Problemas a resolver =
**A)** Liste, em ordem crescente e sem repetir, todos os anos citados no texto sobre o Flamengo.
**B)** Transcreva do texto sobre o Flamengo o trecho que vai de "Flamengo pode conquistar" até "Geral do Francêsguista.".

____ Trecho da fonte

Flamengo pode conquistar hoje mais um título na Arena MRV, casa do Atlético Mineiro, quase segunda casa do Mengo. Precisa da vitória e da ajudinha do Grêmio, vencendo o Palmeiras, aliás, exatamente o que aconteceu em 2019. Vamos então para um outro título do Flamengo no estádio do Galo, de apenas um ano atrás.
A competição era a Copa do Brasil, um dos últimos troféus que Flamengo conseguiu desde que voltou ao topo do futebol brasileiro. Campeão de quase tudo em 2019, bicampeão brasileiro em 2020, tricampeão carioca em 2021, o título da Copa do Brasil só veio em 2022. E eu estava no Maracanã para viver uma das minhas maiores alegrias num estádio de futebol. Nem sabia que dois anos depois, eu viveria outra enorme alegria, outra final da Copa do Brasil no Maracanã, com Gabigol calando o Galo, outra crônica na Geral do Francêsguista.

________
____ Dados armazenados

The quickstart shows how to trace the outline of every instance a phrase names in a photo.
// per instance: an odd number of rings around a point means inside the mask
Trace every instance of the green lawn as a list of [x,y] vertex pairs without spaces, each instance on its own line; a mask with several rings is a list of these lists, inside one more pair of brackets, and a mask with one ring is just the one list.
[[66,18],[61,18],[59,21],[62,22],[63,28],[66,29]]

________

Respostas por tarefa =
**A)** 2019, 2020, 2021, 2022

**B)**
Flamengo pode conquistar hoje mais um título na Arena MRV, casa do Atlético Mineiro, quase segunda casa do Mengo. Precisa da vitória e da ajudinha do Grêmio, vencendo o Palmeiras, aliás, exatamente o que aconteceu em 2019. Vamos então para um outro título do Flamengo no estádio do Galo, de apenas um ano atrás.
A competição era a Copa do Brasil, um dos últimos troféus que Flamengo conseguiu desde que voltou ao topo do futebol brasileiro. Campeão de quase tudo em 2019, bicampeão brasileiro em 2020, tricampeão carioca em 2021, o título da Copa do Brasil só veio em 2022. E eu estava no Maracanã para viver uma das minhas maiores alegrias num estádio de futebol. Nem sabia que dois anos depois, eu viveria outra enorme alegria, outra final da Copa do Brasil no Maracanã, com Gabigol calando o Galo, outra crônica na Geral do Francêsguista.